§ **Selected text**:
** BEGIN **

Category Archives: Technology Policies and Leadership

Strengths of the Early MLTI Program – Let’s Keep Them Going

Maine's learning with technology initiative (MLTI) is going through changes this year:

  • The contract renewal framed it not as a Maine contract, but as a multi-state contract, in hopes of making it easier for other states to do their own statewide initiatives.
  • When our governor announced the new contract award, it wasn't for our 12-year partner, Apple, but rather for HP.
  • The governor is allowing districts to select from any of the 5 finalist (Apple is included).

I'm not sure how all these changes will play out. My hope is that Maine's educators will rise to he occasion and take MLTI to the next level. My fear is that this will eventually kill what has been an internationally recognized learning program.

But it has made me think back on MLTI and what we identified that made the early MLTI such a powerful initiative. I found a couple old articles that address that question:

What we identified then as the strengths of this initiative include:

  • Access to technology
  • A focus on learning
  • A focus on leadership
  • Context-embedded professional development
  • Technology as a tool, not a curriculum area
  • Thinking how technology can change/improve teaching and learning

I hope Maine's educators, including the DOE and MLTI staff, continue to place an emphasis on these areas, and, despite the changes to program, MLTI continues to be the strong impactful initiative we had 8-10 years ago.

** END **

§ **Problems to solve**:
• 1. Reproduce the passage of the MLTI post that begins with "I'm not sure" and runs up to and including "recognized learning program.".
• 2. According to the MLTI post, which company was awarded the new contract the governor announced?

§ **Material**:
** BEGIN **

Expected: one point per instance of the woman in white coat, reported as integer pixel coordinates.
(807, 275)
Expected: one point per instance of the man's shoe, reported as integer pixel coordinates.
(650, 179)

** END **

§ **Final results**:
• 1.
I'm not sure how all these changes will play out. My hope is that Maine's educators will rise to he occasion and take MLTI to the next level. My fear is that this will eventually kill what has been an internationally recognized learning program.

• 2. HP